The Mass Storage server use Oracle's SAMFS to maintain the near-online storage system. SAMFS periodically migrates data files to tape, but retains the directory information about the files on disk. When a user attempts to access the data in a migrated file (e.g., attempting to copy the file), SAMFS will automatically copy the data file back to disk. The Mass Storage server provides large file-space capacity at the expense of longer access times (e.g., the time needed to read a file from tape) than from disk. Since the access time on this system can be much longer than the access time on other file systems and file servers, the Mass Storage server is best suited for long-term and permanent storage and the storage of large files.

Infrequently accessed files, large data files, and file archives of entire directories are best stored on the Mass Storage server. Users should not directly use files located on the Mass Storage server. Changes made by editing or appending to these files may not be saved if one of the Sun servers fails. Users should copy the files from the Mass Storage server to the system where the files are needed and copy the modified files back to the Mass Storage server. Possible destinations are the user's $HOME directory, the global /scratch directory, the Center Wide File System (CWFS), the /workspace directory of an appropriate AFRL DSRC High Performance Server, or space on a local disk (such as a hard disk attached to the user's local workstation).

NOTE: The AFRL DSRC Mass Storage System is not a replacement for the normal backups made by the system administrators and should not be used as an extension of a user's disk allocation.

2.1. Hardware

The Mass Storage system for the AFRL DSRC (herein, denoted as the Mass Storage server) is currently configured with a total capacity of six PBytes of near-online storage. The system consists of two Sun Fire X4600 M2 and a SPARC Enterprise T5220 Server with a total of 108 TBytes of disk cache. These servers connect via a SAN network to an Oracle SL 8500 tape silo with 16 T10K-A drives and 18 T10K-B drives. There is also a 1 PByte Center Wide File System (CWFS) to facilitate the movement of data between the HPC platforms, the Utility Server, and the Mass Storage Systems. This facility provides local storage for user data files.

3. Using the Mass Storage Server

Users cannot login directly to the Mass Storage server, but they are allowed to connect via the ftp, rcp, rsh (remote shell) and ssh/scp (secure shell/copy) commands. In addition, the locally installed utilities archive and safeftp provide other interfaces to the Mass Storage server. Each user is given an archive directory on the Mass Storage server, which is network file system (NFS)-mounted on the AFRL DSRC Application Servers. Thus, users can directly access their archive directory from any AFRL DSRC Application Server.

+++++

**Request A:**
Answer these questions using the mass storage text, one answer per line, marked the same way:
(i) What software does the Mass Storage server use to maintain the near-online storage system?
(ii) How much disk cache do the servers have in total?
(iii) Which two locally installed utilities provide other interfaces to the Mass Storage server?
**Request B:**
Please output the section of the mass storage text starting with "NOTE: The AFRL" and going on through "user's disk allocation.", word for word.
The lines come from a different source than the mass storage text.

+++++

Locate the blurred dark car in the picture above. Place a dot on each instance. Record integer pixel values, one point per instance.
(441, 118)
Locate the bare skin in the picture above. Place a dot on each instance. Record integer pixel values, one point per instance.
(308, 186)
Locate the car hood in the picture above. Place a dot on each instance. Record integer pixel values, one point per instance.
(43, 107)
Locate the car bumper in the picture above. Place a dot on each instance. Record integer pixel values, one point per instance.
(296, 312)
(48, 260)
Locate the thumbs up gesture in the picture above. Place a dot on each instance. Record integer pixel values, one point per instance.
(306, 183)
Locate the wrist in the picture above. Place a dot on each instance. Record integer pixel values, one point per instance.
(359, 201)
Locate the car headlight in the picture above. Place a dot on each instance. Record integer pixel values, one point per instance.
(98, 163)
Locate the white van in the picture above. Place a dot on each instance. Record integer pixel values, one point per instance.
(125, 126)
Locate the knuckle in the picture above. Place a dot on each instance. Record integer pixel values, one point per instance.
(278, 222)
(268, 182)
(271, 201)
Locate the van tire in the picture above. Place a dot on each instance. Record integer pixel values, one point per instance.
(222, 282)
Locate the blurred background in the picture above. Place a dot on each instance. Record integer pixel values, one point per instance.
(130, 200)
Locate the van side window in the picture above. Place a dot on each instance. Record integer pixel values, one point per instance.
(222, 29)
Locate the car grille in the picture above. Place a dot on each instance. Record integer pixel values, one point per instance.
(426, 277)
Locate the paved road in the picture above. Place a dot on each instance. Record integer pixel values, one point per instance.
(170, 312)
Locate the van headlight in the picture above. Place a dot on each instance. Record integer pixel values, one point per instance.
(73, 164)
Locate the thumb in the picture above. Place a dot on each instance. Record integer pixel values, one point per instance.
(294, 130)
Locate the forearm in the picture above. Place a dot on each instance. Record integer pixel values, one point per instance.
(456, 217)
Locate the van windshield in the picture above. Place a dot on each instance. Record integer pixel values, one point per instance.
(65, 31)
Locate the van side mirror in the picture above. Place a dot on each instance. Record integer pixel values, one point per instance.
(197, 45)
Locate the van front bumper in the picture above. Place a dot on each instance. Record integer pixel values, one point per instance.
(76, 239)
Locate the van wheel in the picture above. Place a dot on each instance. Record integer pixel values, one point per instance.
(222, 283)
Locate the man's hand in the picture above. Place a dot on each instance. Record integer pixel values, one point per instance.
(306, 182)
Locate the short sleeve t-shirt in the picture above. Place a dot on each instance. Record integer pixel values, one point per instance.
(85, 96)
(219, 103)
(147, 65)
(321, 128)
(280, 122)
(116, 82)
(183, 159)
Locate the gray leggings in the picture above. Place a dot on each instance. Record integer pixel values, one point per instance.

+++++

**Full solution A:**
(i) Oracle's SAMFS
(ii) 108 TBytes
(iii) archive and safeftp

**Full solution B:**
NOTE: The AFRL DSRC Mass Storage System is not a replacement for the normal backups made by the system administrators and should not be used as an extension of a user's disk allocation.